> [Your task]: Reproduce character for character everything from the start of the records down to the line containing "x=423, y=307", with that line included.

* start Given records *

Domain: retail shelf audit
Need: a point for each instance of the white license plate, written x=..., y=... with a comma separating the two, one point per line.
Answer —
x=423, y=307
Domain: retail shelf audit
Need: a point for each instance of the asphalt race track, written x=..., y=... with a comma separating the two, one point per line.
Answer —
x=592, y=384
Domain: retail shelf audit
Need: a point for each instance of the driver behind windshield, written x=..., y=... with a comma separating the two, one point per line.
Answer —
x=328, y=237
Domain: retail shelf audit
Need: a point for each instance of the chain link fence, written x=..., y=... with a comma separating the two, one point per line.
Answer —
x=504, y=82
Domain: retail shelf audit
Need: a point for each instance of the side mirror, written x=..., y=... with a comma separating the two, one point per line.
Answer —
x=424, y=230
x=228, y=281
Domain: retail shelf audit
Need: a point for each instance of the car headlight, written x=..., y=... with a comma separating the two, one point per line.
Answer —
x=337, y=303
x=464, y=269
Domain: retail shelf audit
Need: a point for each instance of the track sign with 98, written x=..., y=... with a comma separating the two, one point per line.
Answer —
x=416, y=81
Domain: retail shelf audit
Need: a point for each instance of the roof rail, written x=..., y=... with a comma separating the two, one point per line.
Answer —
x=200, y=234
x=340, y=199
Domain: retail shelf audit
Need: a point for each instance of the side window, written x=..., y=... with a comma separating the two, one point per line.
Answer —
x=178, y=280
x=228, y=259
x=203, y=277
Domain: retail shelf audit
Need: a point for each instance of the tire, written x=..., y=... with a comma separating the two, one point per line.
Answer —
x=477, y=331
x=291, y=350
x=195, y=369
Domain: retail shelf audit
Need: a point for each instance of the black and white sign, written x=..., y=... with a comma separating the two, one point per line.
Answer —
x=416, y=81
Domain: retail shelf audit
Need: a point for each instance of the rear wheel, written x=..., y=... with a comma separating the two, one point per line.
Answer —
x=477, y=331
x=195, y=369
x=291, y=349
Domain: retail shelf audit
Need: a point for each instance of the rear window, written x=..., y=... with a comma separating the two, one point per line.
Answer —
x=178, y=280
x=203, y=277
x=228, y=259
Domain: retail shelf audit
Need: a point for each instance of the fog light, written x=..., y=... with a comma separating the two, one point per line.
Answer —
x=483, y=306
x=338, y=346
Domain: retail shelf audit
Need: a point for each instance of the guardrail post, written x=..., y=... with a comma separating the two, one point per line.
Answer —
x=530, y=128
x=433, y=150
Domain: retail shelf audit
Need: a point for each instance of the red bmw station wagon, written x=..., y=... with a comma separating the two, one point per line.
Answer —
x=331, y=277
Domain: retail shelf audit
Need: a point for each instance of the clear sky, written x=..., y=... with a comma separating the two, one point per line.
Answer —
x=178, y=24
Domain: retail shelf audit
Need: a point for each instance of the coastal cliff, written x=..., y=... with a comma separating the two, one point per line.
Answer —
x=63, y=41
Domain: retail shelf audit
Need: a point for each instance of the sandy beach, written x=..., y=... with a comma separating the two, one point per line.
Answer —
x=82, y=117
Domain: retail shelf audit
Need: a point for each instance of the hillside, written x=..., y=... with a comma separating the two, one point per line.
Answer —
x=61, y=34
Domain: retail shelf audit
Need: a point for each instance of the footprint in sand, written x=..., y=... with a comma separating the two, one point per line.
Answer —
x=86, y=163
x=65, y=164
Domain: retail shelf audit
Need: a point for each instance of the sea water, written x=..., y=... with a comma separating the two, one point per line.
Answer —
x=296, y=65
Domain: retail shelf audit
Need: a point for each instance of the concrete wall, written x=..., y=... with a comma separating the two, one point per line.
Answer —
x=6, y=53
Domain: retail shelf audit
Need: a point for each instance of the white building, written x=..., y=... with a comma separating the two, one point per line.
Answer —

* end Given records *

> [Result below]:
Domain: retail shelf audit
Need: a point for each instance of the white license plate, written x=..., y=... with a comma separating the two, one point per line.
Answer —
x=423, y=307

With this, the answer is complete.